--- start Materials provided ---
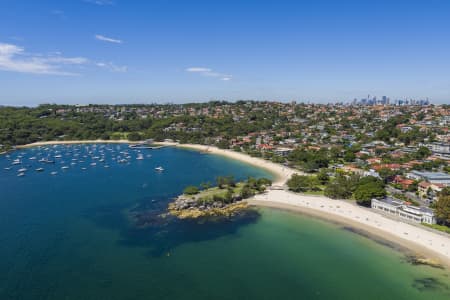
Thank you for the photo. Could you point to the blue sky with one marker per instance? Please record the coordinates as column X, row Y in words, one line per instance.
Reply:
column 131, row 51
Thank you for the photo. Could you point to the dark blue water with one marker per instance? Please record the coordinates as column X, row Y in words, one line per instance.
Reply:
column 98, row 233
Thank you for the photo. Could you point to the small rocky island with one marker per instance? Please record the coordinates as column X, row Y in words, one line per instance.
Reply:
column 223, row 200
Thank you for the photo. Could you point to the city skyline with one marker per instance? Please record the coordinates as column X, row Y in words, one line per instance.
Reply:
column 102, row 51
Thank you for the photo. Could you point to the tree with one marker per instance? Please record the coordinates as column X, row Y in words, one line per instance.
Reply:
column 349, row 156
column 422, row 152
column 205, row 185
column 364, row 193
column 340, row 188
column 191, row 190
column 246, row 192
column 134, row 136
column 443, row 209
column 300, row 183
column 322, row 176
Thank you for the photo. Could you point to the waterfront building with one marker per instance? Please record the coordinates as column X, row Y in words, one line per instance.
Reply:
column 432, row 177
column 400, row 209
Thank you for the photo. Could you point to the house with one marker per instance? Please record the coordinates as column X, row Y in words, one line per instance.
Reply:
column 400, row 209
column 405, row 183
column 441, row 148
column 432, row 177
column 424, row 187
column 282, row 151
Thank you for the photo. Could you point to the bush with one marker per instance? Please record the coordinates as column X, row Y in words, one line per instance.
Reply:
column 300, row 183
column 191, row 190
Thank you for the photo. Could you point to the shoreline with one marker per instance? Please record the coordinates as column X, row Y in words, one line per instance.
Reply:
column 419, row 240
column 280, row 172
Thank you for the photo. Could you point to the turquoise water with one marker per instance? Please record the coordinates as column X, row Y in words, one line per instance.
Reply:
column 70, row 236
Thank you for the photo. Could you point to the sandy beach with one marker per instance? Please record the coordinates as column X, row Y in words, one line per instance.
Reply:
column 422, row 241
column 281, row 173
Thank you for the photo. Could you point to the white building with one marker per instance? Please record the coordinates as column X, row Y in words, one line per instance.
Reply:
column 408, row 212
column 432, row 177
column 442, row 148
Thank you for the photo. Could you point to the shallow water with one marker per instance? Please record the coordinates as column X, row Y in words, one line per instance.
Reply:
column 69, row 236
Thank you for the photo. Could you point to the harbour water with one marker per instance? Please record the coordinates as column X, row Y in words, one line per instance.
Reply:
column 93, row 231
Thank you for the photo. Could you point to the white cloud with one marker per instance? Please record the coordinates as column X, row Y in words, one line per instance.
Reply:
column 209, row 73
column 112, row 67
column 59, row 14
column 14, row 58
column 107, row 39
column 200, row 70
column 100, row 2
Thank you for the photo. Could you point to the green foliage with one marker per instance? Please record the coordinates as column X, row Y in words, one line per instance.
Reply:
column 422, row 153
column 310, row 161
column 323, row 176
column 134, row 136
column 365, row 192
column 246, row 192
column 224, row 181
column 340, row 188
column 443, row 209
column 300, row 183
column 191, row 190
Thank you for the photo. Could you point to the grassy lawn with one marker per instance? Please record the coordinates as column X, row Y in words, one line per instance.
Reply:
column 438, row 227
column 215, row 191
column 314, row 193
--- end Materials provided ---
• _Instructions to follow_: All of the entries need to be transcribed word for word; pictures are left out.

• _Task solution_:
Thank you for the photo. Could you point to the blue sky with one marker per instance? Please record the coordinates as column X, row Y in words, one line per instance.
Reply:
column 131, row 51
Thank you for the photo. Could you point to the dark blue water with one marker per instance? Please record the coordinates as column X, row Y in words, one line per instance.
Reply:
column 98, row 233
Thank you for the photo. Could you point to the small rocky island with one marker per instance? Please record the coordinates as column X, row Y in words, one line per instance.
Reply:
column 223, row 200
Thank you for the photo. Could you point to the city skyline with one marker per instance? Please record the coordinates as column X, row Y in words, one line per instance.
Reply:
column 102, row 51
Thank you for the photo. Could you point to the tree with one marker per instance? Please record the coordinates as column X, row Y in words, one line per instance.
Reply:
column 349, row 156
column 422, row 152
column 205, row 185
column 364, row 193
column 340, row 188
column 191, row 190
column 246, row 192
column 134, row 136
column 443, row 209
column 300, row 183
column 322, row 176
Thank you for the photo. Could you point to the waterfront building with one marker per instance? Please record the coordinates as column X, row Y in words, one line per instance.
Reply:
column 432, row 177
column 400, row 209
Thank you for the photo. Could you point to the house with one marker per instance? Please record the coordinates as column X, row Y in words, one line per instance.
Reply:
column 400, row 209
column 405, row 183
column 441, row 148
column 432, row 177
column 424, row 187
column 282, row 151
Thank you for the photo. Could you point to the bush with one marker per instance? Please record the coordinates as column X, row Y in words, one line per instance.
Reply:
column 300, row 183
column 191, row 190
Thank you for the photo. Could you point to the shoreline with one marker per instance? Please record the coordinates as column X, row Y in words, one line per instance.
Reply:
column 419, row 240
column 280, row 172
Thank you for the photo. Could you point to the turquoise water with one marker per instance? Please record the coordinates as column X, row Y in words, one line per instance.
Reply:
column 70, row 236
Thank you for the photo. Could you point to the sandy beach with one marker per instance? Please record the coordinates as column X, row Y in words, one line per instance.
Reply:
column 422, row 241
column 281, row 173
Thank you for the photo. Could you point to the white building with one marker per instance? Please record the coordinates as column X, row Y in words, one line per instance.
Reply:
column 408, row 212
column 432, row 177
column 442, row 148
Thank you for the photo. Could you point to the shallow water with one marker per instance? Please record the coordinates as column X, row Y in words, one line per instance.
Reply:
column 69, row 236
Thank you for the photo. Could you point to the harbour water with one marker per instance? Please record the coordinates as column X, row Y in words, one line per instance.
Reply:
column 93, row 231
Thank you for the photo. Could you point to the white cloud with one marker per instance? Please record the coordinates as column X, row Y in words, one line per instance.
Reply:
column 209, row 73
column 112, row 67
column 59, row 14
column 14, row 58
column 107, row 39
column 200, row 70
column 100, row 2
Thank you for the photo. Could you point to the green foliage with one marker per instance? Please record the coordinates as column X, row Y in words, one line per instance.
Reply:
column 422, row 153
column 310, row 161
column 323, row 176
column 134, row 136
column 365, row 192
column 246, row 192
column 224, row 181
column 340, row 188
column 443, row 209
column 300, row 183
column 191, row 190
Thank you for the photo. Could you point to the grassy lawn with one marker per instance? Please record the coordinates as column X, row Y in words, one line per instance.
Reply:
column 438, row 227
column 215, row 191
column 314, row 193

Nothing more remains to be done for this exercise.